--- INFORMATION GIVEN ---
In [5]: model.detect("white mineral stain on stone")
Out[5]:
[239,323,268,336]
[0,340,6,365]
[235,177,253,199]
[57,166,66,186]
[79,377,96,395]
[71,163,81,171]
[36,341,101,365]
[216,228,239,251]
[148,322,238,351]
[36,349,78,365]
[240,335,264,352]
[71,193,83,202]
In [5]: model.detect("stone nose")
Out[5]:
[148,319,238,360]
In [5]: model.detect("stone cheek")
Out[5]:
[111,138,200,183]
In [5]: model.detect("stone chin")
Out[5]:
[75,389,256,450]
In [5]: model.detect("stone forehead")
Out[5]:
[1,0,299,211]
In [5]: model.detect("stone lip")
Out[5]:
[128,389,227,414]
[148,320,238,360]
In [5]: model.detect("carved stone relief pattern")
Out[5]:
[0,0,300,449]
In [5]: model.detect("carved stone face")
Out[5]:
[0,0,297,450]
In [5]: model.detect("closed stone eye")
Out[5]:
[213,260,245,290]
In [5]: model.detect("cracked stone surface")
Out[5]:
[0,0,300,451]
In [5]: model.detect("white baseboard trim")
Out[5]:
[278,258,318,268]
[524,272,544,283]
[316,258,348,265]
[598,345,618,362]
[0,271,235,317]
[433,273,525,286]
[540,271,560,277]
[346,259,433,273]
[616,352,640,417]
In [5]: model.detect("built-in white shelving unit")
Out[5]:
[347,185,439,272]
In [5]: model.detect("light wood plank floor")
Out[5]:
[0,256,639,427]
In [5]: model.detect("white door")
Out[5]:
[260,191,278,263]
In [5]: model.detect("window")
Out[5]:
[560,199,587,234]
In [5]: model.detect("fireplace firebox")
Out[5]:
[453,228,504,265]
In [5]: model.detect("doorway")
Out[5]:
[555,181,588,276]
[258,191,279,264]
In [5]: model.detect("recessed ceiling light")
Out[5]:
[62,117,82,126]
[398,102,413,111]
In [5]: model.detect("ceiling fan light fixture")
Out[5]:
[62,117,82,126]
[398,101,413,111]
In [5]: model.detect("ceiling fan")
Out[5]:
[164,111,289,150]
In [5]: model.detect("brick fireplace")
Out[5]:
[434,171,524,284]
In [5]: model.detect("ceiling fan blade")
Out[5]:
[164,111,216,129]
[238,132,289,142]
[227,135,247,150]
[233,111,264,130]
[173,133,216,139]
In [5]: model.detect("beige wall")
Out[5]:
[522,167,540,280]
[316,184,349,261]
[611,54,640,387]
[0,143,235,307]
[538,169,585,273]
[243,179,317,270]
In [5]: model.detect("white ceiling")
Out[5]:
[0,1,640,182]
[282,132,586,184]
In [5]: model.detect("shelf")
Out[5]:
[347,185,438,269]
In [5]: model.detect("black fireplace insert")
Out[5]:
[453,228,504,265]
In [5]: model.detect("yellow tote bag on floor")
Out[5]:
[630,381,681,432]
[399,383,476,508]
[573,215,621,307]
---
--- INFORMATION GIVEN ---
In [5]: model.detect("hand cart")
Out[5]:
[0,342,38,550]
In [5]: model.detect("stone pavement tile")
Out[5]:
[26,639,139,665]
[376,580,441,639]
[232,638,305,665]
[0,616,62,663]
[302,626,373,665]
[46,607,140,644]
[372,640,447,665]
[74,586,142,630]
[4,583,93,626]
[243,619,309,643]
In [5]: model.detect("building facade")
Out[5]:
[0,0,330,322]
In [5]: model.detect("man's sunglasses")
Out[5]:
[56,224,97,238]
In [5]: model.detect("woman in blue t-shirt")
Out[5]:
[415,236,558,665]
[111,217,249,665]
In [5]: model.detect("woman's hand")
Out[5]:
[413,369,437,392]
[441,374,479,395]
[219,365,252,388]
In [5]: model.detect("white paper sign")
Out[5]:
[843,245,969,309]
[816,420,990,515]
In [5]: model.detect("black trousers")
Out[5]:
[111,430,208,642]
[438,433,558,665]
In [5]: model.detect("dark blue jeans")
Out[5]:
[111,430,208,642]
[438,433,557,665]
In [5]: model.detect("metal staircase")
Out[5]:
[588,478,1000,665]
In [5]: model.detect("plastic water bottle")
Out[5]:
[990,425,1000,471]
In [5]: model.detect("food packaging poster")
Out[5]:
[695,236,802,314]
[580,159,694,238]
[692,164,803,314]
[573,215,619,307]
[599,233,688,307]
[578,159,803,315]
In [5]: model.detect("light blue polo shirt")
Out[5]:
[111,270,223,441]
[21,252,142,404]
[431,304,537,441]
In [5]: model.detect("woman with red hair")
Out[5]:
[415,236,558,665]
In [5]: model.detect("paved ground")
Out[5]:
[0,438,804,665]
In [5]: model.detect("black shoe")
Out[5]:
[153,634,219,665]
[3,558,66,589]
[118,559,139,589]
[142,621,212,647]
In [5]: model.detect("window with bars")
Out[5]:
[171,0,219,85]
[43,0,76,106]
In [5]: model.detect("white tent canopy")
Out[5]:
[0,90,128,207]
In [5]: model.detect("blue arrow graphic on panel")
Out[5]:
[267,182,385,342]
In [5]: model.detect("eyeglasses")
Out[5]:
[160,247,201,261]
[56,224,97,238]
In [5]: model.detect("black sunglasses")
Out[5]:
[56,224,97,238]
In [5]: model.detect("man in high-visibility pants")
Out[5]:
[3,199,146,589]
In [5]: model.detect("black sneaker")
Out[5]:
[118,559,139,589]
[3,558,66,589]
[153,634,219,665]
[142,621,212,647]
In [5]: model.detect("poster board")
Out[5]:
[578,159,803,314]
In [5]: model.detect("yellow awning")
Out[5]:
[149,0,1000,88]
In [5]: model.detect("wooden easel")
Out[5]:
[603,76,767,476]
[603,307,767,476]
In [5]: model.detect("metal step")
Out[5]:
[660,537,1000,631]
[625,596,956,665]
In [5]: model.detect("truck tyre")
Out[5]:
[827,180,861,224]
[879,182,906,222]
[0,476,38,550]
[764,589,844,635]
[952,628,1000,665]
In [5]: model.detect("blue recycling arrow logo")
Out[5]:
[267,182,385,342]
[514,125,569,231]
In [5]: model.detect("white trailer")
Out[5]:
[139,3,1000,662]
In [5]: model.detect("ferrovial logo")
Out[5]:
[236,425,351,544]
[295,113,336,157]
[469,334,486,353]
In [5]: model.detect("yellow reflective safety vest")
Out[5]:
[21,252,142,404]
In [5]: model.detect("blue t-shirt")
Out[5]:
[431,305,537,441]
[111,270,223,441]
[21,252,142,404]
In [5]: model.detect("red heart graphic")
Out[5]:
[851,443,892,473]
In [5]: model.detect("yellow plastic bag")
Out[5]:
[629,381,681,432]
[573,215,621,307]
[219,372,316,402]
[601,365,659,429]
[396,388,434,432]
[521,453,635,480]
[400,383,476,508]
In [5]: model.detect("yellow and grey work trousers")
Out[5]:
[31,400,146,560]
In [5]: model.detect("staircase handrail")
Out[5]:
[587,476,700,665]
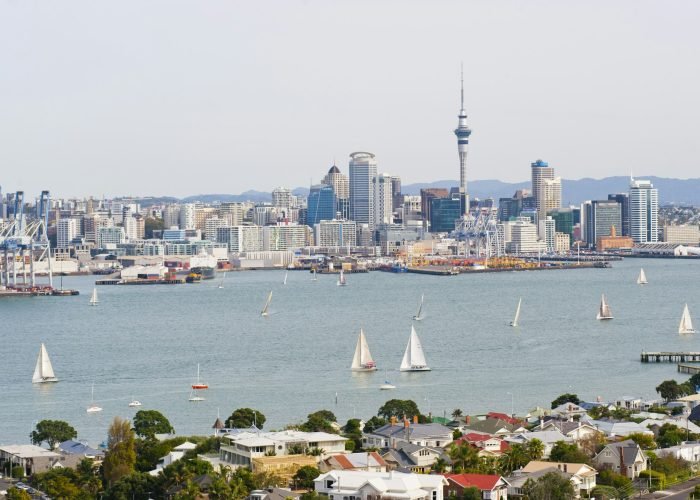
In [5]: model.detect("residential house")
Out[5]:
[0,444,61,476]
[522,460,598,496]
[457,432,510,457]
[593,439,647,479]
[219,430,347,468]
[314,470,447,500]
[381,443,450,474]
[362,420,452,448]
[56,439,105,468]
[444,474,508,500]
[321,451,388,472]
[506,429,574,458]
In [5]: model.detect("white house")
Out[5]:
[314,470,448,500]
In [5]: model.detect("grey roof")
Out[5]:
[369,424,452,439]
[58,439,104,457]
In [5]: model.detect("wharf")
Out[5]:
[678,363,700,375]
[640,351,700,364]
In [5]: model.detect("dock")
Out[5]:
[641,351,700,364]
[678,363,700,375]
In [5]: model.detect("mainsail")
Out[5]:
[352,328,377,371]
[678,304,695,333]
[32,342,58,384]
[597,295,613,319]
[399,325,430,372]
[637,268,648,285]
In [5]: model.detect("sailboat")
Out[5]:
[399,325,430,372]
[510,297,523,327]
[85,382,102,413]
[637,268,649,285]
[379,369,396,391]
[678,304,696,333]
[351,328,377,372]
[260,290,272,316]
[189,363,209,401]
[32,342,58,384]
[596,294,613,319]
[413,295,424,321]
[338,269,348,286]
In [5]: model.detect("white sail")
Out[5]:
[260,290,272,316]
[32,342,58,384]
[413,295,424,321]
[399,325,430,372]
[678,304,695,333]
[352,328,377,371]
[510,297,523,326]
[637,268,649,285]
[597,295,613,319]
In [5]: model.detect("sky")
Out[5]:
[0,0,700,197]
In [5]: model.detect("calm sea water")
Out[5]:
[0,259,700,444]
---
#### WRITTEN PROBLEM
Shift every bounding-box coordinate in the answers up by 16, and reproduce all the lines between the one containing "mineral stain on" and the one containing "[0,0,300,451]", inclusive, with the requests kept as they are.

#### OUTPUT OF THE EXERCISE
In [5]: model.detect("white mineral stain on stone")
Out[5]:
[255,339,284,352]
[16,356,22,381]
[251,193,269,215]
[73,182,82,202]
[95,393,112,411]
[87,179,97,187]
[52,357,117,381]
[232,244,255,267]
[164,338,254,367]
[52,365,94,381]
[256,351,280,368]
[87,209,99,218]
In [5]: model.detect("stone nose")
Out[5]:
[164,335,254,376]
In [5]: model.detect("stone cheek")
Out[5]:
[127,154,216,199]
In [5]: model.detect("stone chin")
Out[5]:
[91,405,272,466]
In [5]: model.detect("stone forehead")
Out[5]:
[17,16,315,227]
In [5]: model.detect("stone lip")
Out[5]:
[144,405,243,430]
[164,336,254,376]
In [5]: model.detect("carved stone relief pattern")
Out[5]:
[16,16,316,465]
In [5]: model.detect("carved stone face")
Out[5]:
[16,16,313,466]
In [5]: model.detect("closed stone eye")
Out[5]:
[229,276,261,306]
In [5]: model.detect("cracked stone surface")
Out[5]:
[16,16,316,467]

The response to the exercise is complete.